Update the records from the beginning through the line containing "(608, 1167)" by changing "thick branch" to "heavy branch", with everything else left as it is.

MATERIAL SUPPLIED:
—————

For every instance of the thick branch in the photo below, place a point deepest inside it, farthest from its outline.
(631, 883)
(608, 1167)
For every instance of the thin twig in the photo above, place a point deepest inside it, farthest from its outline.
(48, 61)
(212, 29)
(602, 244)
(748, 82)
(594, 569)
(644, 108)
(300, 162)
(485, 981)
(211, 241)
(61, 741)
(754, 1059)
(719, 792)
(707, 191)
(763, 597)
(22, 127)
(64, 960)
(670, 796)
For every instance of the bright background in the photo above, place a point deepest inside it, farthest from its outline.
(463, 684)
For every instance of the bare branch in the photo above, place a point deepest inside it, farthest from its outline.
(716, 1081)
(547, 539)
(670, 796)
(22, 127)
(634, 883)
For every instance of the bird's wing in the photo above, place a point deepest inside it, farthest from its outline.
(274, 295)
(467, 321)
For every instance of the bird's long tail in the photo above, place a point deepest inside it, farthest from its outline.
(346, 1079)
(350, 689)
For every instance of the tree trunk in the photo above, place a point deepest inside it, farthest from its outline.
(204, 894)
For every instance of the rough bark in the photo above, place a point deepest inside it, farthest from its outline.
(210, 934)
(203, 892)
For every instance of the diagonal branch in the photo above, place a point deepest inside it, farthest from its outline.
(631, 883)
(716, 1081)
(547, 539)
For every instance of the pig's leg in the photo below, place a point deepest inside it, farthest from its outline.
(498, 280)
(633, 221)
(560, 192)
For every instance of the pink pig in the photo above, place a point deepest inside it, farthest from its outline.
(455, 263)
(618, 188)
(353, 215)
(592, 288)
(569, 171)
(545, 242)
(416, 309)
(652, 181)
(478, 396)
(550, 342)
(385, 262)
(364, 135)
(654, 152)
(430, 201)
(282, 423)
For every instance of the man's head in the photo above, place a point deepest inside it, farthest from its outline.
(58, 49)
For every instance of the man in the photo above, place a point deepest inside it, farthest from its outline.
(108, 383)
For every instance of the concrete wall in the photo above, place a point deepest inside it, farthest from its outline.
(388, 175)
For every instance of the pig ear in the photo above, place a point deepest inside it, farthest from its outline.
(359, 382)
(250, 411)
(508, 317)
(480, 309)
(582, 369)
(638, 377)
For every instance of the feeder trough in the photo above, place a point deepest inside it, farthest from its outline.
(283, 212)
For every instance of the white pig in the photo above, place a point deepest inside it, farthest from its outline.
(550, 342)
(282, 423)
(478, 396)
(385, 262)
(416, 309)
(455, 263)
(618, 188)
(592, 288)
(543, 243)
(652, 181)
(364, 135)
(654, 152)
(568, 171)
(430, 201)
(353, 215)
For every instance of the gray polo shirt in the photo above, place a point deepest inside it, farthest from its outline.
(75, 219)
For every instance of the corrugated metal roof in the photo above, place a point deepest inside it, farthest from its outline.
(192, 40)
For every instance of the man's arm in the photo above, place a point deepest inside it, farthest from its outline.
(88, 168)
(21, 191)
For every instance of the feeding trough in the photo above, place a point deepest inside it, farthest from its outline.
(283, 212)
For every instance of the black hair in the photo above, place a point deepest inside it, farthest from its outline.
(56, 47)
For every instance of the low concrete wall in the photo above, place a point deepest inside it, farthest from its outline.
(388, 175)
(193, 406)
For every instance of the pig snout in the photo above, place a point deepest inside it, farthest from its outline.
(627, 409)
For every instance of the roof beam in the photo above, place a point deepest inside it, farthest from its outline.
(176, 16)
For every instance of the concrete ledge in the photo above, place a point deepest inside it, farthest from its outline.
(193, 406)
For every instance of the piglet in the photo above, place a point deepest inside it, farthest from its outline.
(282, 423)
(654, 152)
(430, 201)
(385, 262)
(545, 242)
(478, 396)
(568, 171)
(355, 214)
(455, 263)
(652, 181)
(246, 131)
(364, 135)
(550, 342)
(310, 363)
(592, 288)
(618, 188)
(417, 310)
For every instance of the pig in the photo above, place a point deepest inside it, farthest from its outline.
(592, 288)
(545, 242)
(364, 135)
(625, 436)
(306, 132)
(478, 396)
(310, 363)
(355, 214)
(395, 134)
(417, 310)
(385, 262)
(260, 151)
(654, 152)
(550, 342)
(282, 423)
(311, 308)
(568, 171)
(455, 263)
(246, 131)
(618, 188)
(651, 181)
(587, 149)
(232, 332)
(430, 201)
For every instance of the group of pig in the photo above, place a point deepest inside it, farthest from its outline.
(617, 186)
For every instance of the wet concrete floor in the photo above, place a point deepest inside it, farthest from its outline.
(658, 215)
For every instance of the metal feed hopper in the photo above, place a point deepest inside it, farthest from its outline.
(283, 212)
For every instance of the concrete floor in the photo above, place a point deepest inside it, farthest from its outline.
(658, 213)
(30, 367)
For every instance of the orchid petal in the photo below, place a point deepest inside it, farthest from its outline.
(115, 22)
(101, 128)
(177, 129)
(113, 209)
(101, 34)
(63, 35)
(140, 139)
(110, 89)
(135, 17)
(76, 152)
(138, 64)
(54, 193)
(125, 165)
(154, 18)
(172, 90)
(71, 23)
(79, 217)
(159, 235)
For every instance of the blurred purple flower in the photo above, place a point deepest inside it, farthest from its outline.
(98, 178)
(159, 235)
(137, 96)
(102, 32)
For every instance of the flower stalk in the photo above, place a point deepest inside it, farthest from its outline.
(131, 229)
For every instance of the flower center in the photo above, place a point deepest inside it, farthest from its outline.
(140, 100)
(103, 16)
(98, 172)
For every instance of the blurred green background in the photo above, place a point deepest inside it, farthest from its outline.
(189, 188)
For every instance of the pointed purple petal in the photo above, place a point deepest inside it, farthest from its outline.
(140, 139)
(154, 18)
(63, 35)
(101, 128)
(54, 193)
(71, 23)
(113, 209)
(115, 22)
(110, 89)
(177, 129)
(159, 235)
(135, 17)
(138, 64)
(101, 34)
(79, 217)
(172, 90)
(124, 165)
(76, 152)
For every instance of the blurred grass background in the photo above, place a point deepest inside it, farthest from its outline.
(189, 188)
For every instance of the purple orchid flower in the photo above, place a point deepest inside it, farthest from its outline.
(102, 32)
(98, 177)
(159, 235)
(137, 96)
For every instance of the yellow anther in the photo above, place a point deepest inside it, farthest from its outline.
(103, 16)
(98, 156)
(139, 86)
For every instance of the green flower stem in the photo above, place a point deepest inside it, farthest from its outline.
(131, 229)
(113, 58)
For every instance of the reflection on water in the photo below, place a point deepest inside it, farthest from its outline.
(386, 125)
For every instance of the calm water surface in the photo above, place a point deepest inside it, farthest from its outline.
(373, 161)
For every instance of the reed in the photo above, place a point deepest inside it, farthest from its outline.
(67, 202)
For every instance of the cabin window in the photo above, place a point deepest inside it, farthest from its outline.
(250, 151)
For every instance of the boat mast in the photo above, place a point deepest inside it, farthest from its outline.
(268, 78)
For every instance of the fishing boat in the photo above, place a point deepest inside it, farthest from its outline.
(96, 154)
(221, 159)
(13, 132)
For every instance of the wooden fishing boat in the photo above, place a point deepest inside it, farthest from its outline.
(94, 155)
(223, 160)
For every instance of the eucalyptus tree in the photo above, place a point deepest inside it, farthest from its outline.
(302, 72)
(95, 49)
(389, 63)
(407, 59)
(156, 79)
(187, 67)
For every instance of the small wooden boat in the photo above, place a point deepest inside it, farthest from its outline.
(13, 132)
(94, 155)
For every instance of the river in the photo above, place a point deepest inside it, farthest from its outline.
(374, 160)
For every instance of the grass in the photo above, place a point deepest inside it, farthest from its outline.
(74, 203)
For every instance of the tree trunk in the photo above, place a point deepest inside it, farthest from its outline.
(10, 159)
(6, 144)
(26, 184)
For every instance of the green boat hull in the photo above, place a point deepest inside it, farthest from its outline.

—————

THE REPLY:
For every instance of the heavy branch in the photo below, place a point deepest inside it, farthest from its outline.
(631, 883)
(608, 1167)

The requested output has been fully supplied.